Task directions -> Put each line of the listing below into a Markdown table with the columns "Row" and "Line," numbering the rows and skipping blank lines. Leave out the pictures.

==================================================

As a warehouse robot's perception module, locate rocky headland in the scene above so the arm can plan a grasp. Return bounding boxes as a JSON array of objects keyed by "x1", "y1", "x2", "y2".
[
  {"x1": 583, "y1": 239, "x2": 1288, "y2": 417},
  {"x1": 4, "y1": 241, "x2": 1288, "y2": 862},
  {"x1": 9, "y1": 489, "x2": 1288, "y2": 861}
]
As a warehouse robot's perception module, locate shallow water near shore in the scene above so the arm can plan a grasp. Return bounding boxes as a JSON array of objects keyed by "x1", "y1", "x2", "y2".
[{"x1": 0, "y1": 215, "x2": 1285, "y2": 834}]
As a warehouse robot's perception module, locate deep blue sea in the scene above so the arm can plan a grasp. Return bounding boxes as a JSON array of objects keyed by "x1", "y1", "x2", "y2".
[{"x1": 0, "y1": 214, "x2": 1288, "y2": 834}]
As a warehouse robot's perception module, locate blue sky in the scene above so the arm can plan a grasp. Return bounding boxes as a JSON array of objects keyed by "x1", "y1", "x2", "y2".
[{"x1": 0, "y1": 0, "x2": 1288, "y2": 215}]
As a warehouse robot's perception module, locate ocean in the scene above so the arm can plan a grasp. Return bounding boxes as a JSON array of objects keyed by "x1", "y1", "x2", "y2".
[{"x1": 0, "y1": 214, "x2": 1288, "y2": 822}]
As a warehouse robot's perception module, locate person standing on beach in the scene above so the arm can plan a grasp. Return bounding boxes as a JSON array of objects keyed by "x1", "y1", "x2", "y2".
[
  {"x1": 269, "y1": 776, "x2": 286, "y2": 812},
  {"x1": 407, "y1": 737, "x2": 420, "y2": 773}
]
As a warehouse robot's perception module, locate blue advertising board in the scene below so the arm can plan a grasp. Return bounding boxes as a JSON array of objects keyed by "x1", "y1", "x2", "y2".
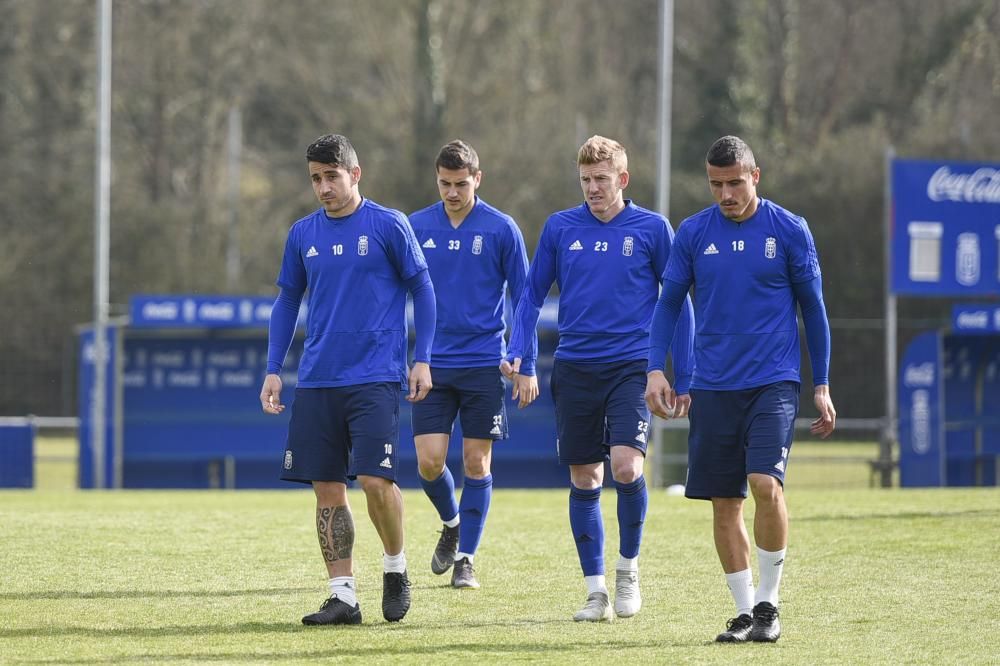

==================================================

Answer to this exercise ->
| Row | Line |
|---|---|
| 1 | As a warehouse robot's perception module, locate rocky headland in the scene above so the arm can plan a grasp. Return bounding boxes as a JSON array of objects keyed by "x1", "y1", "x2", "y2". |
| 2 | [ |
| 3 |   {"x1": 583, "y1": 239, "x2": 1288, "y2": 417}, |
| 4 |   {"x1": 4, "y1": 241, "x2": 1288, "y2": 862}, |
| 5 |   {"x1": 9, "y1": 489, "x2": 1288, "y2": 861} |
| 6 | ] |
| 7 | As a warehouse robot's perception module, locate shallow water near shore in the scene above so the arm can plan a grasp. Return bounding boxes as a JSON array of objects keyed by "x1", "y1", "x2", "y2". |
| 8 | [{"x1": 0, "y1": 215, "x2": 1285, "y2": 834}] |
| 9 | As a warehouse robot's perception module, locate deep blue sea in the scene above so the arm can plan a grasp. Return bounding boxes as a JSON array of objects keyed by "x1", "y1", "x2", "y2". |
| 10 | [{"x1": 0, "y1": 214, "x2": 1288, "y2": 834}] |
| 11 | As a warehouse robot's perception module, locate blue sky in the scene above so the arm can plan a grasp. Return bounding boxes as a JSON array of objects keyed by "x1", "y1", "x2", "y2". |
| 12 | [{"x1": 0, "y1": 0, "x2": 1288, "y2": 215}] |
| 13 | As a warehouse robot's perception module, locate ocean in the scene above so the arm can plan a grasp. Return bounding boxes as a JSON array of objects keyed by "x1", "y1", "x2", "y2". |
| 14 | [{"x1": 0, "y1": 214, "x2": 1288, "y2": 822}] |
| 15 | As a warehouse robot's perception module, locate person standing on beach in the scene above so the arm can plan a grasp. Return bounding boxes as a JSON array of objects keyed by "x1", "y1", "x2", "y2". |
| 16 | [ |
| 17 |   {"x1": 269, "y1": 776, "x2": 286, "y2": 812}, |
| 18 |   {"x1": 407, "y1": 737, "x2": 420, "y2": 773} |
| 19 | ] |
| 20 | As a warehouse robot's perception module, locate blue advertising board in the scene below so the arm can plan a grasp. Return bounding boxes as a JSON array of objects keyed by "x1", "y1", "x2", "y2". |